Passage for review Block Start

Not enough? My second contact was a lady (very closely related) born in Nottingham - who is now living about five minutes drive from my home in Australia....we are meeting for a cuppa and a chat tomorrow.

I hope you are all blessed with the same good fortune....

June (born a Brit, Australian by migration)

busyglen
25-10-2004, 9:18 AM
Hi June

I had a similar type of experience earlier this year.

I acquired some information relating to the area I live which is Kent and looked on one of the lists to see if there were any names I could help people with. I selected two and emailed them offering to do a look-up if they thought it would be of interest. Both replied, and indeed I was able to help them. But, it transpires that one who now lives in Canada, went to the same school as I, but we were a couple of years apart, and the other lived in the same road as myself before emigrating to N.Zealand.

We spent a few happy days reminiscing over the old times and current changes.

Strange that I picked two people who although I didn't know personally, actually had something in common with me. I guess the world is a smaller place than we realise!

Glenys

June
26-10-2004, 7:32 AM
just how many people we are related to. I think we tend to think of ourselves as a unit consisting of siblings mum and dad , uncles and aunts and of course grandparents... Each time I make contact with somebody I am amazed at the number of people in their family tree who are also related to me, People whos names I have never even heard.
Just recently a birth certificate revealed a name change and this opened up a whole new line of research. One of my husband's ancestors was the second Rabbi of the Sydney Synagogue with three brothers also Rabbis and we had no idea about this.

June

ChristineR
24-11-2004, 10:21 AM
just how many people we are related to. I think we tend to think of ourselves as a unit consisting of siblings mum and dad , uncles and aunts and of course grandparents.......

June

When my husband was young the family used to come camping to the lake in this area of Victoria - befriending a young farmer who let them camp on his land near the water. Now, decades later, I find that they have ancestors in common. Whilst not a relative, this friendly bloke and my mother-in-law share a 3rd cousin. If they only knew when sharing all those beers! So I agree with June, I often wonder just how many of these people you pass in the street have a connection?

Passage for review Block End
Provided data Block Start

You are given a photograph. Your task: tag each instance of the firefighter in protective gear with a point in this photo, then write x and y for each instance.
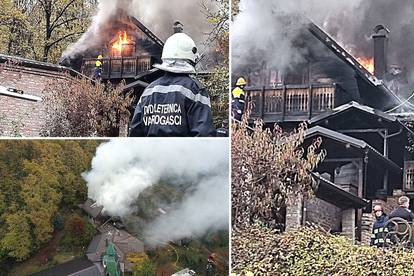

Provided data Block End

Problem requirements |
Using the forum thread on family history contacts, state what position one of June's husband's ancestors held.

Task result |
He was the second Rabbi of the Sydney Synagogue.